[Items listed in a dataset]

-*-*-

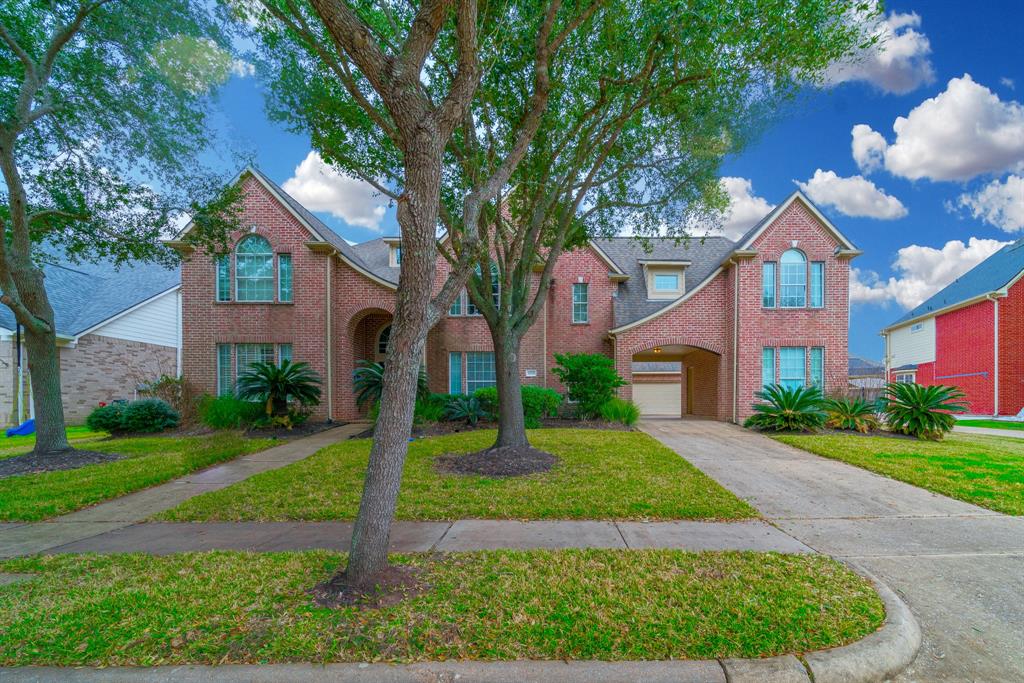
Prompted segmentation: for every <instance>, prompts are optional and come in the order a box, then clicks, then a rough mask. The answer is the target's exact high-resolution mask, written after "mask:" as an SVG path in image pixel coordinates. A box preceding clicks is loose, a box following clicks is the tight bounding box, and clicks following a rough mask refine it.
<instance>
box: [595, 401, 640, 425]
mask: <svg viewBox="0 0 1024 683" xmlns="http://www.w3.org/2000/svg"><path fill="white" fill-rule="evenodd" d="M601 419H602V420H607V421H608V422H621V423H622V424H624V425H626V426H627V427H632V426H633V425H635V424H636V423H637V420H639V419H640V407H639V405H637V404H636V403H634V402H633V401H632V400H625V399H623V398H612V399H611V400H609V401H608V402H606V403H605V404H604V405H602V407H601Z"/></svg>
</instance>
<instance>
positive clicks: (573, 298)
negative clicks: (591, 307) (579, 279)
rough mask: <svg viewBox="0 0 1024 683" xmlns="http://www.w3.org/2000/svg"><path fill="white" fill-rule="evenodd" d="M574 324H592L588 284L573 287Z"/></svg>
mask: <svg viewBox="0 0 1024 683" xmlns="http://www.w3.org/2000/svg"><path fill="white" fill-rule="evenodd" d="M572 322H573V323H589V322H590V293H589V292H588V287H587V283H574V284H573V285H572Z"/></svg>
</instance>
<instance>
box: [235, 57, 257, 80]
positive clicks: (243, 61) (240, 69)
mask: <svg viewBox="0 0 1024 683" xmlns="http://www.w3.org/2000/svg"><path fill="white" fill-rule="evenodd" d="M231 73H232V74H233V75H236V76H238V77H239V78H247V77H249V76H255V75H256V67H255V66H254V65H252V63H250V62H248V61H246V60H245V59H231Z"/></svg>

-*-*-

▸ **Activity**: Begin at the line containing "negative clicks: (591, 307) (579, 279)" and reproduce every line through the last one in the records above, exactly.

▸ **Output**:
negative clicks: (591, 307) (579, 279)
rough mask: <svg viewBox="0 0 1024 683" xmlns="http://www.w3.org/2000/svg"><path fill="white" fill-rule="evenodd" d="M574 324H592L588 284L573 287Z"/></svg>
mask: <svg viewBox="0 0 1024 683" xmlns="http://www.w3.org/2000/svg"><path fill="white" fill-rule="evenodd" d="M572 322H573V323H589V322H590V293H589V292H588V287H587V283H574V284H573V285H572Z"/></svg>
</instance>
<instance>
box: [235, 57, 257, 80]
positive clicks: (243, 61) (240, 69)
mask: <svg viewBox="0 0 1024 683" xmlns="http://www.w3.org/2000/svg"><path fill="white" fill-rule="evenodd" d="M231 73H232V74H233V75H236V76H238V77H239V78H247V77H249V76H255V75H256V67H255V66H254V65H252V63H250V62H248V61H246V60H245V59H231Z"/></svg>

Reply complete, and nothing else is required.